O Bastardo Escondido
«(…) Dom
Afonso V, o Africano,
tinha 15 anos quando casou, em 1447, com a infanta dona Isabel, sua prima,
filha do infante Pedro, o das Sete
Partidas. Desse casamento nasceram três filhos: (1) João, que morreu
menino; (2) Joana, a Princesa Santa,
que morreu solteira; e (3) um outro João, o Príncipe Perfeito, que sucedeu a seu pai. Depois, em 1455,
enviuvou. Tinha 23 anos de idade e não voltou a casar. Mas, envolvido na guerra
que a grande nobreza de Castela fez ao seu rei, Henrique IV, o Impotente, ponderou por duas vezes
novo casamento: a primeira, em 1465, com a irmã do monarca castelhano, dona Isabel,
e a segunda, dez anos depois, com a filha dele, dona Joana, que era, aliás, sua
sobrinha. Mas nenhum desses casamentos veio realmente a efeito.
O primeiro casamento
foi proposto a Afonso V por Henrique IV, que estava casado em segundas núpcias
com a infanta dona Joana, irmã do rei de Portugal. Com esta aliança
matrimonial, o Impotente pretendia obter o apoio do cunhado para derrotar os
seus inimigos, que tinham por essa altura aclamado um novo rei, o infante
Afonso, meio-irmão de Henrique IV, que passou à história como o rei de Ávila.
O matrimónio foi negociado por Afonso V com a rainha de Castela, sua irmã, e
dessas negociações resultaram umas capitulações que foram assinadas na Guarda,
a 12 de Setembro de 1465. Mas dona Isabel, que era por esse tempo uma menina de
catorze anos, recusou unir-se a um monarca que podia ser seu avô e guardou-se
para casar com Fernando II de Aragão, o que fez às escondidas de seu irmão (e
seu rei), em 1469.
O segundo casamento
destinava-se a defender os direitos ao trono castelhano de sua sobrinha, a
infanta Joana de Castela, filha de Henrique IV e de dona Joana de Portugal, sua
segunda mulher. Era ela a legítima herdeira de seu pai e como tal tinha sido
jurada após o seu nascimento. Mas, depois, os inimigos do monarca, querendo
sentar no trono um dos seus tios, o infante Afonso, primeiro; e a infanta
Isabel, depois, afirmavam que dona Joana não era, porque não podia ser, filha
do Impotente, dando-a por fruto dos amores adúlteros de sua mãe com Beltran
de la Cueva, um dos favoritos de seu pai, que teria, aliás, promovido o
adultério. E, por isso, os inimigos da princesa chamavam-lhe a Beltraneja.

Material:
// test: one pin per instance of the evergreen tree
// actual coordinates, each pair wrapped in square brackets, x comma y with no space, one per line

Instruções da tarefa:
Atualize o texto sobre os casamentos de Afonso V no trecho que vai de "O Bastardo Escondido" até "realmente a efeito.", trocando "solteira" por "sem ter casado".

Solução da tarefa:
O Bastardo Escondido
«(…) Dom
Afonso V, o Africano,
tinha 15 anos quando casou, em 1447, com a infanta dona Isabel, sua prima,
filha do infante Pedro, o das Sete
Partidas. Desse casamento nasceram três filhos: (1) João, que morreu
menino; (2) Joana, a Princesa Santa,
que morreu sem ter casado; e (3) um outro João, o Príncipe Perfeito, que sucedeu a seu pai. Depois, em 1455,
enviuvou. Tinha 23 anos de idade e não voltou a casar. Mas, envolvido na guerra
que a grande nobreza de Castela fez ao seu rei, Henrique IV, o Impotente, ponderou por duas vezes
novo casamento: a primeira, em 1465, com a irmã do monarca castelhano, dona Isabel,
e a segunda, dez anos depois, com a filha dele, dona Joana, que era, aliás, sua
sobrinha. Mas nenhum desses casamentos veio realmente a efeito.